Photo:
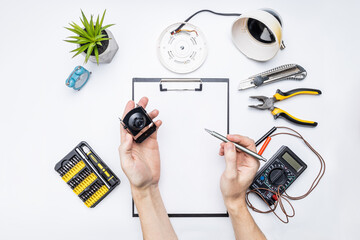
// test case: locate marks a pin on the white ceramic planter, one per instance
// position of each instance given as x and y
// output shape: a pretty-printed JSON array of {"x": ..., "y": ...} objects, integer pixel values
[{"x": 108, "y": 55}]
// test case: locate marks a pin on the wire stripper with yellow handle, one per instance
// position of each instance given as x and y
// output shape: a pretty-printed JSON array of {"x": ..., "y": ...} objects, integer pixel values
[{"x": 268, "y": 104}]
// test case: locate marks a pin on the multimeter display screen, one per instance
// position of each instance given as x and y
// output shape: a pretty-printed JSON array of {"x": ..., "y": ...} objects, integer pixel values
[{"x": 290, "y": 160}]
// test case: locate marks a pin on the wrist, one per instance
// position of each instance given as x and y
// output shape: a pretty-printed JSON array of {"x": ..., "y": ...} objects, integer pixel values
[
  {"x": 235, "y": 206},
  {"x": 140, "y": 193}
]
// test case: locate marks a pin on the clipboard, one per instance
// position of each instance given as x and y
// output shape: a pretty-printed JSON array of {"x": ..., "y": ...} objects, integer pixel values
[{"x": 190, "y": 164}]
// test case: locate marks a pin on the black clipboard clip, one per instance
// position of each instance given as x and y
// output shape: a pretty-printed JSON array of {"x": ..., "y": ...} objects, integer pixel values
[{"x": 187, "y": 84}]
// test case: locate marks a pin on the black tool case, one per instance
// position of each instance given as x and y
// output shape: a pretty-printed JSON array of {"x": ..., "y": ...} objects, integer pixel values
[{"x": 85, "y": 177}]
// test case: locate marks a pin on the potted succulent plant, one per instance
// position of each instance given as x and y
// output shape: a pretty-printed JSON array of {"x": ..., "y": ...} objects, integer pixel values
[{"x": 93, "y": 40}]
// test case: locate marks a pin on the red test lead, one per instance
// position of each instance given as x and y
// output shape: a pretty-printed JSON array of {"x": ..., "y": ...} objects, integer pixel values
[{"x": 262, "y": 149}]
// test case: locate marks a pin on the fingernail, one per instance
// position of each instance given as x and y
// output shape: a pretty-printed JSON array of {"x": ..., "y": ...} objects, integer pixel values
[{"x": 229, "y": 146}]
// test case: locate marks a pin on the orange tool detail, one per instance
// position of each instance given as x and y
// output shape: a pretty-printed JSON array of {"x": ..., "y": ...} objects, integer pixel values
[{"x": 262, "y": 149}]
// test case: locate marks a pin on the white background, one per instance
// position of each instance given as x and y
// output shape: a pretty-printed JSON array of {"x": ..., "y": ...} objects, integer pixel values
[{"x": 42, "y": 119}]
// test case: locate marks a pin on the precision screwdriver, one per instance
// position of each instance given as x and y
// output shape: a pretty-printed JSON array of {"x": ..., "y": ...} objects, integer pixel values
[
  {"x": 244, "y": 149},
  {"x": 104, "y": 171}
]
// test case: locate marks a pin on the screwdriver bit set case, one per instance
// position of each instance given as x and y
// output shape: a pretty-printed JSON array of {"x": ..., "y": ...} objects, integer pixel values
[{"x": 87, "y": 175}]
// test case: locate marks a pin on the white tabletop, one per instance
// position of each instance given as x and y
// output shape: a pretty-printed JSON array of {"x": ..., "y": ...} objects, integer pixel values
[{"x": 42, "y": 119}]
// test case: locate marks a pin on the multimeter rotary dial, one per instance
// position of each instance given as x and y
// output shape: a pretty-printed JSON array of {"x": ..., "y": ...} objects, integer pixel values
[
  {"x": 281, "y": 170},
  {"x": 278, "y": 174}
]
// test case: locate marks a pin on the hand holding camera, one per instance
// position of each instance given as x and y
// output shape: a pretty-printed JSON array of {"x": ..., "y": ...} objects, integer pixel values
[{"x": 140, "y": 160}]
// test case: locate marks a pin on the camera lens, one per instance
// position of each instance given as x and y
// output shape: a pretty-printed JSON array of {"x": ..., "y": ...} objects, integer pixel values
[
  {"x": 259, "y": 31},
  {"x": 137, "y": 121}
]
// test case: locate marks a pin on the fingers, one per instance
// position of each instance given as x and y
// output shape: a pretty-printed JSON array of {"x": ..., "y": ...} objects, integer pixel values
[
  {"x": 154, "y": 113},
  {"x": 230, "y": 160},
  {"x": 157, "y": 124},
  {"x": 243, "y": 141},
  {"x": 129, "y": 106},
  {"x": 125, "y": 149}
]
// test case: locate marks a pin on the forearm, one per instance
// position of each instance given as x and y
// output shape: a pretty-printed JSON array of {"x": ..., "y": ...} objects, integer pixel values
[
  {"x": 243, "y": 223},
  {"x": 155, "y": 223}
]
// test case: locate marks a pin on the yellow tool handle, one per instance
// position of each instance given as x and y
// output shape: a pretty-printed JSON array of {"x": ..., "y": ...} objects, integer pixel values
[
  {"x": 279, "y": 95},
  {"x": 277, "y": 112}
]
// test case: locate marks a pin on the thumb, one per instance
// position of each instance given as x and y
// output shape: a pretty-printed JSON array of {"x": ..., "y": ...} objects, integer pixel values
[
  {"x": 230, "y": 160},
  {"x": 126, "y": 147}
]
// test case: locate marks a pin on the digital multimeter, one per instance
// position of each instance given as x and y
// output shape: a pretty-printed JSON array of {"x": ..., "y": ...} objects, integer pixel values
[{"x": 282, "y": 169}]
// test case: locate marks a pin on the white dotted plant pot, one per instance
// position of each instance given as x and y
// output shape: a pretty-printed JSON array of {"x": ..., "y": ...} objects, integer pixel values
[{"x": 109, "y": 53}]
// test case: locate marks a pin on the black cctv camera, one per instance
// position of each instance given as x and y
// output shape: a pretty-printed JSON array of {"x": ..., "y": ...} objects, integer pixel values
[{"x": 139, "y": 124}]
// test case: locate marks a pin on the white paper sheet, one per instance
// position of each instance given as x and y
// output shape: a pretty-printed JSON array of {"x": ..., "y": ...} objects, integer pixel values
[{"x": 190, "y": 164}]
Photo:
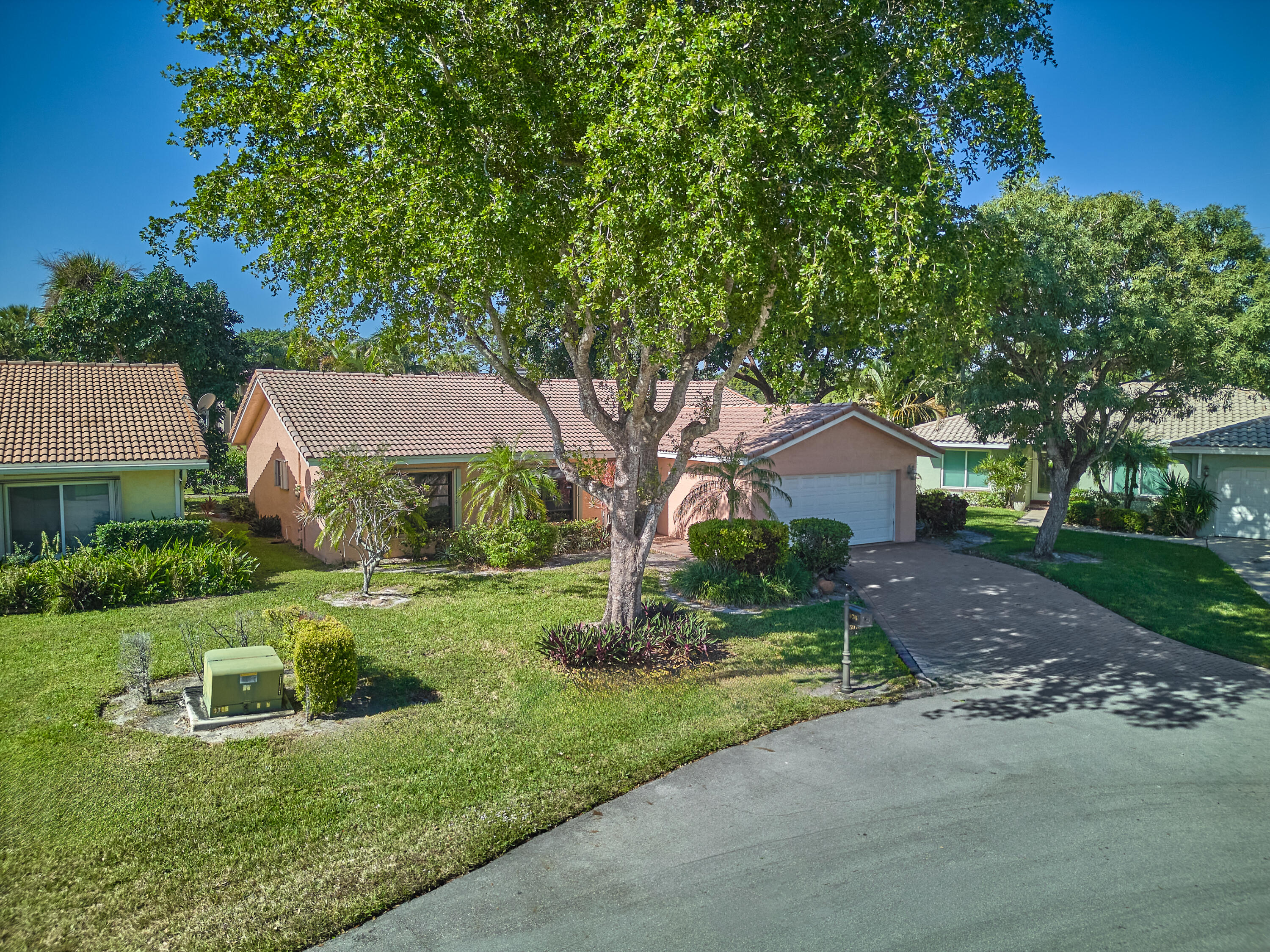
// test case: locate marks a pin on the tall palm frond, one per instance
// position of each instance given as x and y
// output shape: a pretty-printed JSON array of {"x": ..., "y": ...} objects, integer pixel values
[
  {"x": 508, "y": 484},
  {"x": 895, "y": 395},
  {"x": 78, "y": 271},
  {"x": 724, "y": 485}
]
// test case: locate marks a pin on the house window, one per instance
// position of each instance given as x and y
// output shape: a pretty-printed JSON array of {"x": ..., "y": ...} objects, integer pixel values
[
  {"x": 61, "y": 511},
  {"x": 560, "y": 509},
  {"x": 437, "y": 489},
  {"x": 959, "y": 469}
]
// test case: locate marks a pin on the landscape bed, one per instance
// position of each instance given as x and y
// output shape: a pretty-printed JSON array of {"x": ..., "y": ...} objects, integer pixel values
[{"x": 126, "y": 839}]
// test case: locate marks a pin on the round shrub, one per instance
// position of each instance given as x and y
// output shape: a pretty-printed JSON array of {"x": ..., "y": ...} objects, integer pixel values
[
  {"x": 326, "y": 658},
  {"x": 822, "y": 545},
  {"x": 751, "y": 546},
  {"x": 505, "y": 545}
]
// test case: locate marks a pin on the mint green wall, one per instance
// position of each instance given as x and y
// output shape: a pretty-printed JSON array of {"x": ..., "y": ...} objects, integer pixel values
[{"x": 149, "y": 494}]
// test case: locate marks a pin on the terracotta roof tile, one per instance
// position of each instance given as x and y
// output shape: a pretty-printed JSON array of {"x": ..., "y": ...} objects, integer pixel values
[{"x": 99, "y": 413}]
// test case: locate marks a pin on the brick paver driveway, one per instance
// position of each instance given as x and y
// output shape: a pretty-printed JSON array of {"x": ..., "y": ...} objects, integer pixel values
[{"x": 971, "y": 621}]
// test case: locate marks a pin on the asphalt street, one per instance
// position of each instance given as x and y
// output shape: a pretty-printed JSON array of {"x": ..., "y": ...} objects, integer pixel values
[{"x": 968, "y": 820}]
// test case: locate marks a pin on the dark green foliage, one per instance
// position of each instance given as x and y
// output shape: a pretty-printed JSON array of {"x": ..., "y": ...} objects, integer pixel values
[
  {"x": 581, "y": 536},
  {"x": 940, "y": 513},
  {"x": 722, "y": 584},
  {"x": 157, "y": 319},
  {"x": 92, "y": 579},
  {"x": 751, "y": 546},
  {"x": 326, "y": 658},
  {"x": 662, "y": 639},
  {"x": 1082, "y": 512},
  {"x": 266, "y": 526},
  {"x": 1117, "y": 520},
  {"x": 150, "y": 534},
  {"x": 511, "y": 545},
  {"x": 1184, "y": 506},
  {"x": 822, "y": 545}
]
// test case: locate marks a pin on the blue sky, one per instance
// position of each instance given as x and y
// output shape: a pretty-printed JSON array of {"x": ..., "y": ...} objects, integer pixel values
[{"x": 1168, "y": 99}]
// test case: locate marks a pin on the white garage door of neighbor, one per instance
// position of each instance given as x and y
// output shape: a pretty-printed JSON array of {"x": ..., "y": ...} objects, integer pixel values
[
  {"x": 1245, "y": 503},
  {"x": 863, "y": 501}
]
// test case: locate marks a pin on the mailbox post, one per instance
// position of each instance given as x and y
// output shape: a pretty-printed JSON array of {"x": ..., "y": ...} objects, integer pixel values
[{"x": 853, "y": 617}]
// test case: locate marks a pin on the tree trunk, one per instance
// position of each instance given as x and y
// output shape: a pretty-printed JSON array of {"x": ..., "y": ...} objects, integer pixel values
[{"x": 633, "y": 523}]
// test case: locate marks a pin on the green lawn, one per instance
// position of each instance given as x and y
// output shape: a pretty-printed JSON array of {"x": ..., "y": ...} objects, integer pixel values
[
  {"x": 1184, "y": 592},
  {"x": 116, "y": 839}
]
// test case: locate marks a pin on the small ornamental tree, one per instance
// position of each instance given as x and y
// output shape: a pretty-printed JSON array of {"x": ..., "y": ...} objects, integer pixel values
[
  {"x": 1105, "y": 313},
  {"x": 360, "y": 501},
  {"x": 654, "y": 188}
]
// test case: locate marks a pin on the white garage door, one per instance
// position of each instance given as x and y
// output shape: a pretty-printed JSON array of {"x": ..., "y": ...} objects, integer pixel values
[
  {"x": 1245, "y": 503},
  {"x": 863, "y": 501}
]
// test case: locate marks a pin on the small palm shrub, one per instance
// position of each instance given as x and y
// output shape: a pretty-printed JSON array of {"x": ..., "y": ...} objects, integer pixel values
[
  {"x": 503, "y": 545},
  {"x": 1184, "y": 506},
  {"x": 581, "y": 536},
  {"x": 822, "y": 545},
  {"x": 665, "y": 638},
  {"x": 722, "y": 584},
  {"x": 940, "y": 513},
  {"x": 751, "y": 546},
  {"x": 326, "y": 658},
  {"x": 149, "y": 534}
]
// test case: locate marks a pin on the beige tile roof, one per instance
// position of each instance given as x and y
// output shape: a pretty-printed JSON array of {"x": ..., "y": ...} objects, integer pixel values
[
  {"x": 96, "y": 413},
  {"x": 1231, "y": 408},
  {"x": 463, "y": 414}
]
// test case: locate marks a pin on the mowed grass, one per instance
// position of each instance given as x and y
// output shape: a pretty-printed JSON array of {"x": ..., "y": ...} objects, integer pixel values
[
  {"x": 120, "y": 839},
  {"x": 1184, "y": 592}
]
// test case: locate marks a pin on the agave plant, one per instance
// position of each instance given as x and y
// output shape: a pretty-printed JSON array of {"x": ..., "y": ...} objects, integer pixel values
[{"x": 723, "y": 485}]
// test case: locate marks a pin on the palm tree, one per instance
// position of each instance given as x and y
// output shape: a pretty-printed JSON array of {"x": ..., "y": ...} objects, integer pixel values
[
  {"x": 78, "y": 271},
  {"x": 18, "y": 324},
  {"x": 724, "y": 484},
  {"x": 1133, "y": 452},
  {"x": 897, "y": 396},
  {"x": 508, "y": 484}
]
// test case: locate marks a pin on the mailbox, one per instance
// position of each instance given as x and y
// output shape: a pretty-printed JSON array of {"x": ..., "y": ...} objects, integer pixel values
[{"x": 239, "y": 681}]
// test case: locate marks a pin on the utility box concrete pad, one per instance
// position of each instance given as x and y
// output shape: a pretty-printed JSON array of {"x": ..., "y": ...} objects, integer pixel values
[{"x": 239, "y": 681}]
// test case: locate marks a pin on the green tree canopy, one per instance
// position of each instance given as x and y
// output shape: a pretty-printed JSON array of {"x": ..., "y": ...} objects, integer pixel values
[
  {"x": 643, "y": 181},
  {"x": 1108, "y": 311},
  {"x": 157, "y": 319}
]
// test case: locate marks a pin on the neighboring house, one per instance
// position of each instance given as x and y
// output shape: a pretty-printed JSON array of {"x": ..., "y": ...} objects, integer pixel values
[
  {"x": 87, "y": 443},
  {"x": 837, "y": 461},
  {"x": 1225, "y": 443}
]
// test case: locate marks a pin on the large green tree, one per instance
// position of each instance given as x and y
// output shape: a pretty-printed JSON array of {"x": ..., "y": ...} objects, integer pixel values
[
  {"x": 157, "y": 319},
  {"x": 1107, "y": 311},
  {"x": 646, "y": 179}
]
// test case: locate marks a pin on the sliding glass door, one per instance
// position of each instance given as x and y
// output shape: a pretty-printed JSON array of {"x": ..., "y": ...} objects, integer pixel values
[{"x": 60, "y": 511}]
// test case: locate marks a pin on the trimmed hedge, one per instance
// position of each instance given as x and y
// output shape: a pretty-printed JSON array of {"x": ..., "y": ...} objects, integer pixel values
[
  {"x": 940, "y": 513},
  {"x": 92, "y": 579},
  {"x": 505, "y": 545},
  {"x": 751, "y": 546},
  {"x": 326, "y": 658},
  {"x": 581, "y": 536},
  {"x": 822, "y": 545},
  {"x": 150, "y": 534}
]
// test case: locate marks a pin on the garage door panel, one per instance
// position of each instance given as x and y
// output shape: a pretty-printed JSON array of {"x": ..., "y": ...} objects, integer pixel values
[
  {"x": 1244, "y": 503},
  {"x": 864, "y": 501}
]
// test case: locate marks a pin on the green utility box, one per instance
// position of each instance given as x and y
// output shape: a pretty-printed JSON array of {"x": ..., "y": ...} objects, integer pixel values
[{"x": 239, "y": 681}]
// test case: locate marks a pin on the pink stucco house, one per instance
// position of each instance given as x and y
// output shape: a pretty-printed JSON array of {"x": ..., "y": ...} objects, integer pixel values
[{"x": 836, "y": 461}]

* **Job**
Only the lines from the one containing "green tree, one per instance" through the end of the entries above belong in the answer; repeat them exactly.

* **Task response**
// test case: locate marks a pin on the large green tree, one per instance
// position of each instance given as x and y
// output shape: a pretty-printed JSON array of {"x": ..., "y": ...} objects, integer pixel values
[
  {"x": 157, "y": 319},
  {"x": 1107, "y": 311},
  {"x": 646, "y": 179}
]
// test case: locate marks a pin on the sliding glass door, one per instance
// position of each instance given as x and y
// output shape: a pretty-printed JSON array of {"x": ..., "y": ...} objects, integer pixel values
[{"x": 60, "y": 511}]
// test case: locate marks a pin on the trimmed hedge, one per instance
// position of each instance given as x and y
// output shape: a pretty-printed JSON array of {"x": ..., "y": ...} objects, integer pixel values
[
  {"x": 940, "y": 513},
  {"x": 92, "y": 579},
  {"x": 505, "y": 545},
  {"x": 751, "y": 546},
  {"x": 326, "y": 658},
  {"x": 581, "y": 536},
  {"x": 822, "y": 545},
  {"x": 150, "y": 534}
]
// test case: locate marks a pin on the garage door panel, one per instance
// position of each instance given as x and y
// output shape: a pretty-printed JSON array of {"x": ..., "y": ...} objects, integer pixel values
[
  {"x": 1244, "y": 503},
  {"x": 864, "y": 501}
]
// test case: locate marks a pin on the green utility box, one per instance
// position of each instance given as x and y
// output shape: a pretty-printed JSON array of {"x": ..., "y": ...} objects, integer pixel values
[{"x": 239, "y": 681}]
// test case: locate marks a pin on the pink stucco house, one per instance
// position of each instance given as x and y
// output shape: a pretty-printed JSON array of {"x": ..., "y": ...} objects, integer pixel values
[{"x": 836, "y": 461}]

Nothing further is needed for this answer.